### ACTIVITY
Please write out the lines unchanged, beginning at the line that has "885L786 863L777 860L682" and stopping after the line that has "box: [811, 356, 989, 551]".

** RECORDS FOR THIS EXERCISE follows **

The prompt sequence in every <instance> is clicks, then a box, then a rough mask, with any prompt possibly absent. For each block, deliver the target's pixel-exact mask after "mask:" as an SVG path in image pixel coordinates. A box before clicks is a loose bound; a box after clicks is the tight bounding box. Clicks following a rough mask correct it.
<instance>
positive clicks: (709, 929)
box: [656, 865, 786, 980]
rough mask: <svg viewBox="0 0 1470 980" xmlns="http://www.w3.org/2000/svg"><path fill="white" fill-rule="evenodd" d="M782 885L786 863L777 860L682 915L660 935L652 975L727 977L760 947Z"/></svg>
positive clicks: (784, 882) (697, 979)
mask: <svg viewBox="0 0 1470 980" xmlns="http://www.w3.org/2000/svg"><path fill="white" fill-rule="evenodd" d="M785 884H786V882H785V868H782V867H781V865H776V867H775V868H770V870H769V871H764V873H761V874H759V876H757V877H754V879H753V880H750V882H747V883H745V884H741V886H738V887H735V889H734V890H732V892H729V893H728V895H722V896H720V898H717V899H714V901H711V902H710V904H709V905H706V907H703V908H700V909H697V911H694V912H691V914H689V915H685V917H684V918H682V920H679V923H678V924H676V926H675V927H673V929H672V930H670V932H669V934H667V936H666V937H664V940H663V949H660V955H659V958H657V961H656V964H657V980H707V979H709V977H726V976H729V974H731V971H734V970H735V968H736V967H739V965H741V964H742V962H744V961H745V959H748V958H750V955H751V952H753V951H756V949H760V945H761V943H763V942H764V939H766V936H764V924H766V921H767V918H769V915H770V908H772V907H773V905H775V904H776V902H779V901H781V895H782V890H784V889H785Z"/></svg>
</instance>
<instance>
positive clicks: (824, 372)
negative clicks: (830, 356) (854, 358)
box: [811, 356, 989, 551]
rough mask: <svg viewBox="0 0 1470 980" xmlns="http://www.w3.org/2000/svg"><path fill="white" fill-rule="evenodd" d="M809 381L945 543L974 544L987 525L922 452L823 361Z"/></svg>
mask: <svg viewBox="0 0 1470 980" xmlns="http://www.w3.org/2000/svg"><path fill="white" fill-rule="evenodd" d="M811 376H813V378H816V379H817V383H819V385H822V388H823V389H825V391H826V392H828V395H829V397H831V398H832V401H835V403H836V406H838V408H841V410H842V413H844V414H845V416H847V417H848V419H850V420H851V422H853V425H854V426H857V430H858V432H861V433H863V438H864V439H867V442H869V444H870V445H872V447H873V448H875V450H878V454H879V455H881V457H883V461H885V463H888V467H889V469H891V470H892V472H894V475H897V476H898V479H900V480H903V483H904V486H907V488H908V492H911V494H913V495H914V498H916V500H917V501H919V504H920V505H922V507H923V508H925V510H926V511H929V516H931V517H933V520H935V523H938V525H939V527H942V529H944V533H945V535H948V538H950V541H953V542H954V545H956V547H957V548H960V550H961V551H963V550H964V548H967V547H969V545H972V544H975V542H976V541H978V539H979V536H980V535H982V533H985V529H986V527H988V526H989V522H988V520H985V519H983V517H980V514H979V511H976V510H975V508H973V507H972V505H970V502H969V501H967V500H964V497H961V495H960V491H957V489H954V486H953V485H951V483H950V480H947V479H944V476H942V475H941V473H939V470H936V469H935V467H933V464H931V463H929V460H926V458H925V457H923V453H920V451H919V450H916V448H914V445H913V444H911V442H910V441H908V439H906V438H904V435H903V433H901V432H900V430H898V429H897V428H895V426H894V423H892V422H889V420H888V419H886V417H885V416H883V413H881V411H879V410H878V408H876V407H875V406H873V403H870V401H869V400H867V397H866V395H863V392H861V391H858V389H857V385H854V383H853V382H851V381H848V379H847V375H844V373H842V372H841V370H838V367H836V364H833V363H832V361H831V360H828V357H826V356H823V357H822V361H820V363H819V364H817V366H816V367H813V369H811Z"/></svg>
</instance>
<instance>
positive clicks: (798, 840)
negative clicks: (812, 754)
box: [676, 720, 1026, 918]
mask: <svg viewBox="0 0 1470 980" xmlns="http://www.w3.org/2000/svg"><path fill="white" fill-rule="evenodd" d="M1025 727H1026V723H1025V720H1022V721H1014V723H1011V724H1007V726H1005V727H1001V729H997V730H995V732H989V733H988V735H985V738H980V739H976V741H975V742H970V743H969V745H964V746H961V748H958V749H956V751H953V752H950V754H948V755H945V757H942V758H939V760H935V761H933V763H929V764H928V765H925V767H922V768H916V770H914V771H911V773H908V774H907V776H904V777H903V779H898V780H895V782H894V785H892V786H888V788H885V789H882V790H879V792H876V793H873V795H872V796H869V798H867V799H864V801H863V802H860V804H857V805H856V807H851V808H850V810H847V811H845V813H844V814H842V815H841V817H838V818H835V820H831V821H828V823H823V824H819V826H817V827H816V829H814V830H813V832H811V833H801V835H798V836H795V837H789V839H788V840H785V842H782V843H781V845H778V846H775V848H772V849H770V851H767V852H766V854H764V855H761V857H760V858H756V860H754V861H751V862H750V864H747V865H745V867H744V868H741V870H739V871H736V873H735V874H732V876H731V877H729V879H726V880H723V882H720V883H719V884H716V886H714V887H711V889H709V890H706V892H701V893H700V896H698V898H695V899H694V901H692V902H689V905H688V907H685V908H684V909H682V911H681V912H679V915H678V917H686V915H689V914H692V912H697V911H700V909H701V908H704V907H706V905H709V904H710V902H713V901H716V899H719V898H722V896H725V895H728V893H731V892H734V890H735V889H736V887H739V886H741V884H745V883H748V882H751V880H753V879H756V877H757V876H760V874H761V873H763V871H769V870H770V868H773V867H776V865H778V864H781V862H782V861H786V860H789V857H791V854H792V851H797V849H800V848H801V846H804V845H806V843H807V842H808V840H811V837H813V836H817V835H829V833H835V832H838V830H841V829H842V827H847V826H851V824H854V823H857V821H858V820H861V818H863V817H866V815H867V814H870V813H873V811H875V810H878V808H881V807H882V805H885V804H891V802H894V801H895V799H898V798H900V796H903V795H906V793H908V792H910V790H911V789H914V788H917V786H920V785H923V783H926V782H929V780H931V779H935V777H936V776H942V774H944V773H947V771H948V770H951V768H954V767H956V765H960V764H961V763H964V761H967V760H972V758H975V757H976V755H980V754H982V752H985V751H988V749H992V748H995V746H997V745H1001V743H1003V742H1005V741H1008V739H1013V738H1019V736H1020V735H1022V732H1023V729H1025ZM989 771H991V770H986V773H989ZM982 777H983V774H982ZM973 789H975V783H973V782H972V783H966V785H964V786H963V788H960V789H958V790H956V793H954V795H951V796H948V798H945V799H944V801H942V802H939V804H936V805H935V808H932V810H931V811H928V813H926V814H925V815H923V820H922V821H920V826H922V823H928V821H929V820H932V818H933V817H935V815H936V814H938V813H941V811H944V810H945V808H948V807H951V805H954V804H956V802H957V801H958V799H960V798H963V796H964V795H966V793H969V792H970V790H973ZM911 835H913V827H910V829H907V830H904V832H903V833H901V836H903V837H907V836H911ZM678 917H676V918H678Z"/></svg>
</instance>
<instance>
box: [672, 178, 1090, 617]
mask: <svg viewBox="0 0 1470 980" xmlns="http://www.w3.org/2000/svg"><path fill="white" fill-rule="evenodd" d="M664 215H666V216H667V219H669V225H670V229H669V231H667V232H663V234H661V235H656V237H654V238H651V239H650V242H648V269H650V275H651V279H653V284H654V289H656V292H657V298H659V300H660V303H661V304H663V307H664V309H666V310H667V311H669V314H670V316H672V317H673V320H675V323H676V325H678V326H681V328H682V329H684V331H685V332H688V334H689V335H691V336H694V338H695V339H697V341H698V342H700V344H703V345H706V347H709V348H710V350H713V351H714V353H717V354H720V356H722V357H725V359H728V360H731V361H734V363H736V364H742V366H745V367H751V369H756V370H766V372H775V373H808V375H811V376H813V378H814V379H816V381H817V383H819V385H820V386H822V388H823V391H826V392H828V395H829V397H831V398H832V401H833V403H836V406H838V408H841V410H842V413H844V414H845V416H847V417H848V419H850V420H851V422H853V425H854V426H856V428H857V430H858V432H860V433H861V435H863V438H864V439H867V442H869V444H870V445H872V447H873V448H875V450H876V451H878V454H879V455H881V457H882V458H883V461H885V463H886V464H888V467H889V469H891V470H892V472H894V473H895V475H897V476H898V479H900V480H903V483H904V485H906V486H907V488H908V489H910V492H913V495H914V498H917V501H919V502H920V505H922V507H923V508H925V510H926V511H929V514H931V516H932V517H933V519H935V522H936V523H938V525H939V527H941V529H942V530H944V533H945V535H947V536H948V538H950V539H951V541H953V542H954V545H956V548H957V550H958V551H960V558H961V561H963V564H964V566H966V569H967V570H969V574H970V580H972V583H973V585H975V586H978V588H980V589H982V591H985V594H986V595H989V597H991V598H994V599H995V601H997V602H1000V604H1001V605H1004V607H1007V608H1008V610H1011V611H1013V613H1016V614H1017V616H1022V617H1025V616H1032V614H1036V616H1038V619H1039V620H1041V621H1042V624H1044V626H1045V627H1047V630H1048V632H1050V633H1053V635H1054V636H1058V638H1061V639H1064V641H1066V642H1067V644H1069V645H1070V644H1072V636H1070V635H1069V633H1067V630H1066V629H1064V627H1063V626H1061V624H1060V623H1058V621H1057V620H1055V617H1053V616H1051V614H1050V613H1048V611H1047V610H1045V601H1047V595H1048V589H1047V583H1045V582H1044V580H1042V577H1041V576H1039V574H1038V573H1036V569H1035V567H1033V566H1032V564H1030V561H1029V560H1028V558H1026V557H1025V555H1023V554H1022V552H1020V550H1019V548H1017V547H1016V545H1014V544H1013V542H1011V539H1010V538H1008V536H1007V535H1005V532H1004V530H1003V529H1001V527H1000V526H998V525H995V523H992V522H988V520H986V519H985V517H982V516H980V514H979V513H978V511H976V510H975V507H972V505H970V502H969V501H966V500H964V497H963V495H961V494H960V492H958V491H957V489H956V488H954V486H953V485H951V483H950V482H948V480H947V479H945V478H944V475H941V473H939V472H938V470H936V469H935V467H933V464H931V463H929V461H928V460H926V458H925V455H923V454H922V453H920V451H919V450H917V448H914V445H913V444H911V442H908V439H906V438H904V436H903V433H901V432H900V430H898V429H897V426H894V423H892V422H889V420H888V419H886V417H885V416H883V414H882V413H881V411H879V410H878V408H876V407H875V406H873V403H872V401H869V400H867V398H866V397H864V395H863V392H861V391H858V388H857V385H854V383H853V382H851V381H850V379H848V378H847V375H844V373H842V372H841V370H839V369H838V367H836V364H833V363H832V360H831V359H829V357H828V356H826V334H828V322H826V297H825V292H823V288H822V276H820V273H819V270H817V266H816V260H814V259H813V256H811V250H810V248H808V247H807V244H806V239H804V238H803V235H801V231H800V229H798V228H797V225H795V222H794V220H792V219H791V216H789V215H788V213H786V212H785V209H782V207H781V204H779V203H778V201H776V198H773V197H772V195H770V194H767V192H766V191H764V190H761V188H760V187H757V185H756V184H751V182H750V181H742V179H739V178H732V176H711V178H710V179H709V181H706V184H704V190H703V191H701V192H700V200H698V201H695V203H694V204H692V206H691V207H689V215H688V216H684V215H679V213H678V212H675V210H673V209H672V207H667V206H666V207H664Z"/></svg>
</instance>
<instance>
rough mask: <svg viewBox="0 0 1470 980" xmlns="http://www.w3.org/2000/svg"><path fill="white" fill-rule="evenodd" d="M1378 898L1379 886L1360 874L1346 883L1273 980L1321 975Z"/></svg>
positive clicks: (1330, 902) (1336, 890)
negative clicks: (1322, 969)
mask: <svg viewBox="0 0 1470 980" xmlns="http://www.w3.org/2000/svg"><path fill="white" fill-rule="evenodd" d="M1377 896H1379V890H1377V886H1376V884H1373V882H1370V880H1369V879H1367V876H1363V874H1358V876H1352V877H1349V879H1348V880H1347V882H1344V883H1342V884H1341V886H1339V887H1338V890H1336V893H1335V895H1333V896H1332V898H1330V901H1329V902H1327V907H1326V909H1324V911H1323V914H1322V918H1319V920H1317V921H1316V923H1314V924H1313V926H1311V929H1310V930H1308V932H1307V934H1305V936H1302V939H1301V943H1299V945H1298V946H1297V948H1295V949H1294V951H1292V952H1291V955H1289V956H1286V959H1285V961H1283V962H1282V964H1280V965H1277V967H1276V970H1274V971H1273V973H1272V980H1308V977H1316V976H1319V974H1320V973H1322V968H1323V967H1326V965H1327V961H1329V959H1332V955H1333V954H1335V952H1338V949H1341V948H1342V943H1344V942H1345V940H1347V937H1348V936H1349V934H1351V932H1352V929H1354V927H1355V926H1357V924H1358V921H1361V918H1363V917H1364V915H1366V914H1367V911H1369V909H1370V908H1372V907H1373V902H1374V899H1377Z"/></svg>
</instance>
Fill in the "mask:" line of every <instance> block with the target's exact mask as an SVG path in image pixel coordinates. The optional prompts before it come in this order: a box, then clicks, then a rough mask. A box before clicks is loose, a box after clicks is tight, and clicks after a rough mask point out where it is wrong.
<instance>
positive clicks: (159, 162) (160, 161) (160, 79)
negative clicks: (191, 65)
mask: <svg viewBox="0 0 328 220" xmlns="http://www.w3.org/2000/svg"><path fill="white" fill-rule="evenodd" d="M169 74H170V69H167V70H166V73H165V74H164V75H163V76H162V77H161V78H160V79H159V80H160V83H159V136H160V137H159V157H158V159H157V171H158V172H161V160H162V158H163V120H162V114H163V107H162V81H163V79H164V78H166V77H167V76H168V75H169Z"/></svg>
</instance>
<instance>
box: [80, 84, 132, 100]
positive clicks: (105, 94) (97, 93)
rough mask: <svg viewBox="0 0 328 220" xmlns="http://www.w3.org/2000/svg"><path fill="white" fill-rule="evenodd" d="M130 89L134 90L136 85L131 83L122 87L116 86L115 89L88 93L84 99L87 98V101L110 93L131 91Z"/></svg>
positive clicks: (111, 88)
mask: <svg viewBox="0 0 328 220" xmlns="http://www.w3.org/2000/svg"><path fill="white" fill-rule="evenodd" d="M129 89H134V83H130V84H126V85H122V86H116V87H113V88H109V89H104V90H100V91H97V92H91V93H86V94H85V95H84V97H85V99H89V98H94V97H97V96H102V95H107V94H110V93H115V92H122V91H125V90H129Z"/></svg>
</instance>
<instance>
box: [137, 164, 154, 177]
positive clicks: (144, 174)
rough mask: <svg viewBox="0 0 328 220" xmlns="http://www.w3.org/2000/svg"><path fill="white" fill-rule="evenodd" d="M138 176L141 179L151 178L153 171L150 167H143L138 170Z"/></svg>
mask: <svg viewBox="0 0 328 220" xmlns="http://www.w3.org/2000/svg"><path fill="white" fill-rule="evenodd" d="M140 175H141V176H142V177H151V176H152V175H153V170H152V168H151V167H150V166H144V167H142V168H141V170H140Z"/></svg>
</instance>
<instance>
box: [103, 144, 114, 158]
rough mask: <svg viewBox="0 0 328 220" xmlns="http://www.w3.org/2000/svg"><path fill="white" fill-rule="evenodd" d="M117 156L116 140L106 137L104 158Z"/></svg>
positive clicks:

** End of RECORDS FOR THIS EXERCISE **

### YOUR RESPONSE
rough mask: <svg viewBox="0 0 1470 980" xmlns="http://www.w3.org/2000/svg"><path fill="white" fill-rule="evenodd" d="M782 885L786 863L777 860L682 915L660 935L652 975L727 977L760 947Z"/></svg>
positive clicks: (784, 882) (697, 979)
mask: <svg viewBox="0 0 1470 980" xmlns="http://www.w3.org/2000/svg"><path fill="white" fill-rule="evenodd" d="M785 884H786V882H785V868H782V867H781V865H776V867H775V868H770V870H769V871H764V873H761V874H759V876H757V877H754V879H753V880H750V882H747V883H745V884H741V886H738V887H735V889H734V890H732V892H729V893H728V895H722V896H720V898H717V899H714V901H711V902H710V904H709V905H706V907H703V908H700V909H697V911H694V912H691V914H689V915H685V917H684V918H682V920H679V923H678V924H676V926H675V927H673V929H672V930H670V932H669V934H667V936H666V937H664V940H663V949H660V955H659V958H657V961H656V964H657V980H707V979H709V977H726V976H729V974H731V971H734V970H735V968H736V967H739V965H741V964H742V962H744V961H745V959H748V958H750V955H751V952H753V951H756V949H760V945H761V943H763V942H764V939H766V936H764V924H766V921H767V918H769V915H770V908H772V907H773V905H775V904H776V902H779V901H781V895H782V890H784V889H785Z"/></svg>
</instance>
<instance>
positive clicks: (824, 372)
negative clicks: (830, 356) (854, 358)
box: [811, 356, 989, 551]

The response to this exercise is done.